- [Exercise aim] Reproduce every item below word for word, changing and omitting nothing.

"""

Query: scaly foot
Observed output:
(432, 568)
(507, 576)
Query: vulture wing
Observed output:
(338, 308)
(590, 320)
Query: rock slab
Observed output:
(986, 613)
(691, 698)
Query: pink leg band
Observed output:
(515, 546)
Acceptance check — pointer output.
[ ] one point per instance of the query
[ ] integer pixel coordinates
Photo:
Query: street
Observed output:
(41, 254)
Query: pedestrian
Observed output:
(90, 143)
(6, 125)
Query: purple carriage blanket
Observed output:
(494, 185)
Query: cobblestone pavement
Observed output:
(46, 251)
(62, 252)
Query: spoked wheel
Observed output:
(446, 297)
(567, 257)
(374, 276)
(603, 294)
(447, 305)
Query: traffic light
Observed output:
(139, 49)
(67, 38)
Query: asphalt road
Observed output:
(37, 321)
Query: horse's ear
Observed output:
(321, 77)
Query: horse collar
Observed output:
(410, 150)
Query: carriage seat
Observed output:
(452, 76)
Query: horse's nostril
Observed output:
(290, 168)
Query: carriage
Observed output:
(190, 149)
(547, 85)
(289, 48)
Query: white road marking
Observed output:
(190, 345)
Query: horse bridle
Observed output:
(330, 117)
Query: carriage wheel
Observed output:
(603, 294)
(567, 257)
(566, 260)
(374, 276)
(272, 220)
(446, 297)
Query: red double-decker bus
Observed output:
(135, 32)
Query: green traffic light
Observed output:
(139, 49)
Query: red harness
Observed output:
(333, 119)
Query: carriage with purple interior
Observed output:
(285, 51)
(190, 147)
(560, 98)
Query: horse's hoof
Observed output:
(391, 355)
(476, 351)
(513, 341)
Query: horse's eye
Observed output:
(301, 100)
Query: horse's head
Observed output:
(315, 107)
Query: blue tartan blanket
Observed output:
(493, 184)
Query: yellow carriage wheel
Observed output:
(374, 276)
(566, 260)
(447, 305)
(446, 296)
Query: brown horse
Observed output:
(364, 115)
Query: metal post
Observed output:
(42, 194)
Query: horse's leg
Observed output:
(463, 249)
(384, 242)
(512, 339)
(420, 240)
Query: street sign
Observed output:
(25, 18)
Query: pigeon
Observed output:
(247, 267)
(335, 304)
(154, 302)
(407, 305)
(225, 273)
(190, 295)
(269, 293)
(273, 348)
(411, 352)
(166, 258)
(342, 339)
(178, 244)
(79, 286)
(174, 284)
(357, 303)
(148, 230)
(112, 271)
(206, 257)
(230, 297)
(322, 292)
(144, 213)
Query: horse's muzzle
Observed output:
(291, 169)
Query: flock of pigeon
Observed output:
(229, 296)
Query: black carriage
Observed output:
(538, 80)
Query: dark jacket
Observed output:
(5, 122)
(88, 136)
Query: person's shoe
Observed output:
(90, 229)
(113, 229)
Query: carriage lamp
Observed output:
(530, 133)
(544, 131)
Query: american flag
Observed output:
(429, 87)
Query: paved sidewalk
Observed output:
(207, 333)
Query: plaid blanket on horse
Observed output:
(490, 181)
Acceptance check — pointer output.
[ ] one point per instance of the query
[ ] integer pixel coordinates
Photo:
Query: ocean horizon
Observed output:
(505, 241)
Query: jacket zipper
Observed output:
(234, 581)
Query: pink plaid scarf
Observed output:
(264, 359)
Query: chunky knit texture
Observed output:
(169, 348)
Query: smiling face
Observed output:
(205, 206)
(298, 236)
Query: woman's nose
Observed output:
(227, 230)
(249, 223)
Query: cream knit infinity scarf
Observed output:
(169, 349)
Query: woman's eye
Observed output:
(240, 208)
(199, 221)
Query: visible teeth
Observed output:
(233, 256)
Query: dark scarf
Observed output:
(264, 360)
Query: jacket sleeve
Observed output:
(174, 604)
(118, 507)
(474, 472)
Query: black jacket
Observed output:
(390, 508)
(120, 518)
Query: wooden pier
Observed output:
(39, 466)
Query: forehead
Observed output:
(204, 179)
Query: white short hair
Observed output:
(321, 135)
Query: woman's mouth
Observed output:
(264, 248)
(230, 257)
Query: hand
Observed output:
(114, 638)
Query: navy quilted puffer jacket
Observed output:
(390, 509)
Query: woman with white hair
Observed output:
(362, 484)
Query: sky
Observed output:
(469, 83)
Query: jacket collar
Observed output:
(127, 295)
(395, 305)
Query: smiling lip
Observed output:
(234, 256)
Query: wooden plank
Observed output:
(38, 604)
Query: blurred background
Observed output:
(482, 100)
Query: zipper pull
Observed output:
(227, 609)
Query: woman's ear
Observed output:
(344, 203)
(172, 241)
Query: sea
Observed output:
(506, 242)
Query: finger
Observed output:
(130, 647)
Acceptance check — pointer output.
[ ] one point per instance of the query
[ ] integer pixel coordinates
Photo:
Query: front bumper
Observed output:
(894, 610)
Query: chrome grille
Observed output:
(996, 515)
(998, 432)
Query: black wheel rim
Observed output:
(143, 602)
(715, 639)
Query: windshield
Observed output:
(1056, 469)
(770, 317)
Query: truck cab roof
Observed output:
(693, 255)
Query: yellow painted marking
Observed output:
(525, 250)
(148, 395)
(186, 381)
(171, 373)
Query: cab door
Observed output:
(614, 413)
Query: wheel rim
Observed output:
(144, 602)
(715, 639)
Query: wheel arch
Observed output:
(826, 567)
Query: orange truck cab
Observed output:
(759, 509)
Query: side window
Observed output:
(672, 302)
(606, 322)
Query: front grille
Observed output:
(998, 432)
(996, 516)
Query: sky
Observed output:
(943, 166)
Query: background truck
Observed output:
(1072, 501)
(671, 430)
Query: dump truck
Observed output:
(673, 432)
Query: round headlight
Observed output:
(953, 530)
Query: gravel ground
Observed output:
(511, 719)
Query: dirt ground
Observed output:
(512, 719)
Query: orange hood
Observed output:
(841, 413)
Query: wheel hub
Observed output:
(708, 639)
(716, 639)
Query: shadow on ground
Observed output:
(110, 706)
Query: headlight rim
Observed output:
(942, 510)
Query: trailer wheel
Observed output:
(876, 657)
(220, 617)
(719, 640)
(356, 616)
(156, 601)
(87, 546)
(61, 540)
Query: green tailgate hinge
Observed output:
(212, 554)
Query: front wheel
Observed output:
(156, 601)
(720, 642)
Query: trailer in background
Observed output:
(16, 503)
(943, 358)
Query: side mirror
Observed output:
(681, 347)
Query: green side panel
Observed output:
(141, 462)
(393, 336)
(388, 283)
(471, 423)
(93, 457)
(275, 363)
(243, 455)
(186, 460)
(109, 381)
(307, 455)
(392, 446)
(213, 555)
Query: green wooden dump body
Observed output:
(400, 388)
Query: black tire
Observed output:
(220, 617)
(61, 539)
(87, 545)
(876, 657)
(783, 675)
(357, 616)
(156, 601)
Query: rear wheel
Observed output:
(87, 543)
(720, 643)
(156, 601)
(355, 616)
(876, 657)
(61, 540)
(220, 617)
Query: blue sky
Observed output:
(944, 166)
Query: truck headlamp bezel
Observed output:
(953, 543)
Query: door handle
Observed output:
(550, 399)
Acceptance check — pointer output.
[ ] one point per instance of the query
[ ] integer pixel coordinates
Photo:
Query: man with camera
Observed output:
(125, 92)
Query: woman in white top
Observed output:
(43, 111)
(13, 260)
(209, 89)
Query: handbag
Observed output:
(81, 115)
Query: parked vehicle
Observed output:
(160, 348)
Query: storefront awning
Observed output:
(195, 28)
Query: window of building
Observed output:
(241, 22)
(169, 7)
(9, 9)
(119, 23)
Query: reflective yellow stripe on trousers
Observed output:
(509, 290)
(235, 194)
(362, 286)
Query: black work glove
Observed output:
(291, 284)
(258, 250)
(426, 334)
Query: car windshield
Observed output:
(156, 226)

"""

- [Result of the exercise]
Query: scaly foot
Observed output:
(432, 568)
(507, 576)
Query: vulture wing
Observed output:
(338, 308)
(590, 320)
Query: rock slab
Observed output:
(986, 613)
(691, 698)
Query: pink leg band
Observed output:
(515, 546)
Acceptance check — pointer output.
[ ] one point per instance of the query
[ ] integer pixel coordinates
Photo:
Query: street
Observed output:
(41, 254)
Query: pedestrian
Observed output:
(90, 143)
(6, 125)
Query: purple carriage blanket
Observed output:
(494, 185)
Query: cobblestone pavement
Observed output:
(46, 251)
(62, 252)
Query: spoked wheel
Observed output:
(446, 297)
(567, 257)
(374, 276)
(603, 294)
(447, 305)
Query: traffic light
Observed output:
(139, 49)
(67, 38)
Query: asphalt road
Observed output:
(37, 321)
Query: horse's ear
Observed output:
(321, 77)
Query: horse collar
Observed output:
(410, 150)
Query: carriage seat
Observed output:
(452, 76)
Query: horse's nostril
Observed output:
(290, 168)
Query: carriage
Observed output:
(190, 149)
(547, 85)
(289, 48)
Query: white road marking
Observed output:
(190, 345)
Query: horse bridle
Observed output:
(330, 117)
Query: carriage wheel
Observed output:
(603, 294)
(567, 257)
(566, 260)
(374, 276)
(272, 220)
(446, 297)
Query: red double-decker bus
Observed output:
(135, 32)
Query: green traffic light
Observed output:
(139, 49)
Query: red harness
Observed output:
(333, 119)
Query: carriage with purple interior
Observed output:
(285, 51)
(190, 147)
(560, 98)
Query: horse's hoof
Observed output:
(391, 355)
(476, 351)
(513, 341)
Query: horse's eye
Observed output:
(301, 100)
Query: horse's head
Observed output:
(315, 107)
Query: blue tartan blanket
Observed output:
(493, 184)
Query: yellow carriage wheel
Observed output:
(374, 276)
(566, 260)
(447, 305)
(446, 296)
Query: brown horse
Observed output:
(364, 115)
Query: metal post
Observed output:
(42, 194)
Query: horse's leg
Observed output:
(463, 249)
(384, 242)
(512, 339)
(420, 240)
Query: street sign
Observed output:
(25, 18)
Query: pigeon
Observed output:
(247, 267)
(335, 304)
(154, 302)
(407, 305)
(225, 273)
(190, 295)
(269, 293)
(273, 348)
(411, 352)
(166, 258)
(342, 339)
(178, 244)
(79, 286)
(174, 284)
(357, 303)
(148, 230)
(112, 271)
(206, 257)
(230, 297)
(322, 292)
(144, 213)
Query: horse's muzzle
Observed output:
(291, 169)
Query: flock of pigeon
Observed output:
(229, 296)
Query: black carriage
Observed output:
(538, 80)
Query: dark jacket
Observed output:
(5, 122)
(88, 136)
Query: person's shoe
Observed output:
(90, 229)
(113, 229)
Query: carriage lamp
Observed output:
(530, 133)
(544, 131)
Query: american flag
Observed output:
(429, 87)
Query: paved sidewalk
Observed output:
(207, 333)
Query: plaid blanket on horse
Observed output:
(490, 181)
Acceptance check — pointer output.
[ ] one point per instance of the query
[ ] integer pixel coordinates
Photo:
Query: ocean horizon
Observed output:
(505, 241)
Query: jacket zipper
Observed output:
(234, 581)
Query: pink plaid scarf
Observed output:
(264, 359)
Query: chunky knit texture
Observed output:
(169, 348)
Query: smiling face
Observed output:
(205, 206)
(298, 236)
Query: woman's nose
Observed output:
(227, 230)
(249, 223)
Query: cream knit infinity scarf
Observed output:
(169, 349)
Query: woman's eye
Observed output:
(240, 208)
(199, 221)
Query: visible teeth
Observed output:
(233, 256)
Query: dark scarf
Observed output:
(264, 360)
Query: jacket sleeve
Observed output:
(174, 604)
(118, 507)
(474, 472)
Query: black jacket
Observed output:
(390, 508)
(120, 518)
Query: wooden pier
Observed output:
(39, 466)
Query: forehead
Observed output:
(204, 179)
Query: white short hair
Observed output:
(321, 135)
Query: woman's mouth
Observed output:
(264, 248)
(230, 257)
Query: hand
Observed output:
(114, 638)
Query: navy quilted puffer jacket
Observed output:
(390, 509)
Query: woman with white hair
Observed output:
(362, 484)
Query: sky
Observed output:
(469, 83)
Query: jacket collar
Observed output:
(127, 295)
(395, 305)
Query: smiling lip
Observed output:
(234, 256)
Query: wooden plank
Observed output:
(38, 604)
Query: blurred background
Observed output:
(482, 100)
Query: zipper pull
Observed output:
(227, 609)
Query: woman's ear
Observed output:
(344, 203)
(172, 241)
Query: sea
Observed output:
(506, 242)
Query: finger
Observed output:
(130, 647)
Acceptance check — pointer output.
[ ] one point per instance of the query
[ ] integer pixel coordinates
Photo:
Query: front bumper
Observed output:
(894, 610)
Query: chrome grille
Observed output:
(996, 515)
(998, 432)
Query: black wheel rim
Observed output:
(143, 602)
(715, 639)
Query: windshield
Observed output:
(1056, 469)
(770, 317)
Query: truck cab roof
Observed output:
(693, 255)
Query: yellow painted marking
Observed output:
(525, 250)
(148, 395)
(186, 381)
(171, 373)
Query: cab door
Observed output:
(614, 413)
Query: wheel rim
Observed output:
(144, 602)
(715, 639)
Query: wheel arch
Observed output:
(826, 567)
Query: orange truck cab
Observed output:
(759, 509)
Query: side window
Observed output:
(672, 302)
(606, 322)
Query: front grille
Observed output:
(998, 432)
(996, 516)
Query: sky
Observed output:
(943, 166)
Query: background truck
Observed output:
(1072, 501)
(671, 430)
Query: dump truck
Observed output:
(673, 432)
Query: round headlight
Observed output:
(953, 530)
Query: gravel ground
Observed output:
(511, 719)
Query: dirt ground
Observed output:
(512, 719)
Query: orange hood
Observed output:
(841, 413)
Query: wheel hub
Observed output:
(708, 639)
(716, 639)
Query: shadow on ground
Observed output:
(110, 706)
Query: headlight rim
Observed output:
(942, 510)
Query: trailer wheel
Observed output:
(876, 657)
(220, 617)
(719, 640)
(356, 616)
(156, 601)
(87, 546)
(61, 540)
Query: green tailgate hinge
Observed output:
(212, 554)
Query: front wheel
Observed output:
(156, 601)
(720, 642)
Query: trailer in background
Observed output:
(16, 503)
(943, 358)
Query: side mirror
Observed output:
(681, 347)
Query: green side panel
Observed output:
(141, 462)
(393, 336)
(388, 283)
(471, 423)
(93, 457)
(275, 363)
(243, 455)
(186, 460)
(109, 381)
(307, 455)
(392, 446)
(213, 555)
Query: green wooden dump body
Observed output:
(400, 388)
Query: black tire
Observed output:
(220, 617)
(61, 539)
(87, 545)
(876, 657)
(783, 675)
(357, 616)
(156, 601)
Query: rear wheel
Observed output:
(87, 543)
(720, 643)
(156, 601)
(355, 616)
(876, 657)
(61, 540)
(220, 617)
Query: blue sky
Observed output:
(944, 166)
Query: truck headlamp bezel
Observed output:
(953, 543)
Query: door handle
Observed output:
(550, 399)
Acceptance check — pointer output.
[ ] one point per instance of the query
[ ] integer pixel coordinates
Photo:
Query: man with camera
Observed output:
(125, 92)
Query: woman in white top
Observed output:
(43, 111)
(13, 260)
(209, 89)
Query: handbag
Observed output:
(81, 115)
Query: parked vehicle
Observed output:
(160, 348)
Query: storefront awning
Observed output:
(195, 28)
Query: window of building
Observed output:
(241, 22)
(169, 7)
(9, 9)
(119, 23)
Query: reflective yellow stripe on trousers
Observed output:
(509, 290)
(235, 194)
(362, 286)
Query: black work glove
Observed output:
(291, 284)
(258, 250)
(426, 334)
Query: car windshield
Observed output:
(156, 226)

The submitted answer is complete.